Reproduce solo los registros desde la línea que contiene "of the door" hasta el final, ambos extremos incluidos, sustituyendo "integer" por "whole" y dejando todo lo demás igual.

Entradas tomadas de una colección:
--------------------------------------------------

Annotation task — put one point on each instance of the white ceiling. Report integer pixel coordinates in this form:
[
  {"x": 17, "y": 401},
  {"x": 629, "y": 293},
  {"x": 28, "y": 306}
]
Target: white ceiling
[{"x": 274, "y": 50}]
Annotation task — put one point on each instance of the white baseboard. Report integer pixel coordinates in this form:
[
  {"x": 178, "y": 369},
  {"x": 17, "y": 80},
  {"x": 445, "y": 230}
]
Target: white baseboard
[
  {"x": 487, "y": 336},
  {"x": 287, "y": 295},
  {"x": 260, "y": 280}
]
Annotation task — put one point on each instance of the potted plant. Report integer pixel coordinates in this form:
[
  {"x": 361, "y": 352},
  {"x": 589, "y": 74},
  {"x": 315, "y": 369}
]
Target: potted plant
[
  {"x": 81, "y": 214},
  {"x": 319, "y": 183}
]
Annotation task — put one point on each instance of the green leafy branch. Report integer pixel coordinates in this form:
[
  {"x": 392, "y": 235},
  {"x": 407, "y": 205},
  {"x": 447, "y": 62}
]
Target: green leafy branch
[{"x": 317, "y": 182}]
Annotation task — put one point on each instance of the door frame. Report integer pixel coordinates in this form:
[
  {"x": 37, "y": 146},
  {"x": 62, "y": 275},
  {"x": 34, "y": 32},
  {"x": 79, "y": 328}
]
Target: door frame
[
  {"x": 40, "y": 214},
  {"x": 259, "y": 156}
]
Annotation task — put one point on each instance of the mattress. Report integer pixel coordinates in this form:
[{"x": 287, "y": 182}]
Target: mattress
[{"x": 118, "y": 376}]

--------------------------------------------------

RESPUESTA COMPLETA →
Annotation task — put one point on each instance of the door frame. Report whole pixel coordinates in this form:
[
  {"x": 37, "y": 146},
  {"x": 62, "y": 275},
  {"x": 34, "y": 32},
  {"x": 79, "y": 328}
]
Target: door frame
[
  {"x": 40, "y": 214},
  {"x": 259, "y": 156}
]
Annotation task — put one point on each instance of the mattress. Report whole pixel coordinates in this form:
[{"x": 287, "y": 182}]
Target: mattress
[{"x": 118, "y": 376}]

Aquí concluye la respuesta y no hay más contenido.